━━━ SECCIÓN DE TEXTO
En algunos casos, la tercera fase llegó al promediar el cursado del cuatrimestre, cuando se comenzaba a construir la idea de una nueva normalidad hacia la cual transitar a partir de un híbrido entre las prácticas tradicionales, los nuevos modos de saber y las poco exploradas formas de producción, acceso y distribución del conocimiento.
Para entonces, a la par de lavarnos las manos, llevar tapabocas y mantener distancia física con las personas, se habían desarrollado algunas estrategias de enseñar y aprender en la virtualidad. Pero azuzando en la esquina del calendario académico, cobraba fuerza la controvertida temática de la evaluación, sus dimensiones, posibilidades, los posicionamientos respecto a la tensión entre evaluar y acreditar; la legitimidad de los saberes acreditados en la virtualidad, el examen como dispositivo de vigilancia pedagógico-administrativa y la relevancia de propiciar evaluaciones formativas. La virtualidad contribuyó a aumentar esas tensiones con la polémica por la posibilidad de dejar fuera a quienes no contaran con dispositivos aceptables para ser examinados; o bien, por la implementación de sistemas de proctoring para garantizar la integralidad de la situación de examen (por ejemplo, el uso de Respondus en algunas unidades académicas).
En el caso de la Facultad de Ciencias de la Comunicación, la experiencia se desarrolló en torno a la elaboración de un protocolo general que sirviera como encuadre común para la actuación y, en especial, con la implementación de un meticuloso procedimiento de capacitación en cascada, en el que tuvo participación activa la planta no docente de la institución, que logró una fluida interacción con los docentes para el desarrollo de cada mesa evaluadora. Otra vez, un sólido entramado colectivo era lo que hacía posible implementar un dispositivo eficiente para garantizar la toma de exámenes a los estudiantes, en un escenario de enorme complejidad.
━━━━━━
*EJERCICIO A:* Según el texto sobre la enseñanza en la virtualidad, ¿qué sistema se usó como ejemplo de proctoring en algunas unidades académicas?
*EJERCICIO B:* Transcribe un pasaje del texto sobre la enseñanza en la virtualidad: empieza en las palabras que contienen "En algunos casos, la" y detente después de "distribución del conocimiento.".
*EJERCICIO C:* Prosigue el texto sobre la enseñanza en la virtualidad a partir de su última oración.
Las entradas no tienen relación con el texto sobre la enseñanza en la virtualidad.
━━━ DATOS PROPORCIONADOS
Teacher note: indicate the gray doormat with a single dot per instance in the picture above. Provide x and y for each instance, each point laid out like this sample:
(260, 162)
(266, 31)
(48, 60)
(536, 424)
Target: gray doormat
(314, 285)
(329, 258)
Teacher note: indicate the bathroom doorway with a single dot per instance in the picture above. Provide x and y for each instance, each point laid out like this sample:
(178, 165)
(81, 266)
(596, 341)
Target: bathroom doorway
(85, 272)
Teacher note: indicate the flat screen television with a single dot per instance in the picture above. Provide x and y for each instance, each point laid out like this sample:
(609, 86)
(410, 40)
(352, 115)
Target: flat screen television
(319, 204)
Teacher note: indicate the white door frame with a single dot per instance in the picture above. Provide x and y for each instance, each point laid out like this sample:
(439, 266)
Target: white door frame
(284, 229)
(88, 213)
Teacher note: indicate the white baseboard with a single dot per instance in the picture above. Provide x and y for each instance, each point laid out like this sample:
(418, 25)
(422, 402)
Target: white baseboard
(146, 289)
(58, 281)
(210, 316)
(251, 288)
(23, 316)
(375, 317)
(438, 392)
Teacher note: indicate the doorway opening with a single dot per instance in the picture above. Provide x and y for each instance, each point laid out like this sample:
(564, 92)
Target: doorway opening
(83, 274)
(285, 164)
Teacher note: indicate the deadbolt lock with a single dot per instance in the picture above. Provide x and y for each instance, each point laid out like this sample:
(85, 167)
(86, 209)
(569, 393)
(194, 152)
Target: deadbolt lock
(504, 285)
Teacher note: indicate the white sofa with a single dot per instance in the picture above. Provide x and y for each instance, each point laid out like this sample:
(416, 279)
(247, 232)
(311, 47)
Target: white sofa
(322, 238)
━━━━━━
*RESPUESTA FINAL A:* Respondus.

*RESPUESTA FINAL B:*
En algunos casos, la tercera fase llegó al promediar el cursado del cuatrimestre, cuando se comenzaba a construir la idea de una nueva normalidad hacia la cual transitar a partir de un híbrido entre las prácticas tradicionales, los nuevos modos de saber y las poco exploradas formas de producción, acceso y distribución del conocimiento.

*RESPUESTA FINAL C:*
Finalmente, la cuarta fase se acerca a la aceptación y al reaprendizaje. Aún no se avizora en el horizonte una fecha cierta para el retorno a clases presenciales, y todavía debemos bregar por la contención y bienestar socio-emocional de nuestra comunidad educativa, evitando que se amplíen las brechas educativas existentes. Pero se abre la posibilidad para la sistematización de lo hasta aquí realizado desde la gestión institucional, la práctica docente virtual y los aspectos metacognitivos de los procesos de aprendizaje. También sería deseable articular esas conclusiones para trazar lineamientos de acción con miras al corto, mediano y largo plazo, priorizando los objetivos de aprendizaje esenciales, centrados en la formación integral y habilidades clave del universo de estudiantes. Asimismo, focalizar acciones para el perfeccionamiento y actualización de las competencias digitales de los docentes y, por último, la mejora de la infraestructura que integra a nuestros entornos virtuales de aprendizaje, con el propósito de volverlos más flexibles, resilientes e inclusivos.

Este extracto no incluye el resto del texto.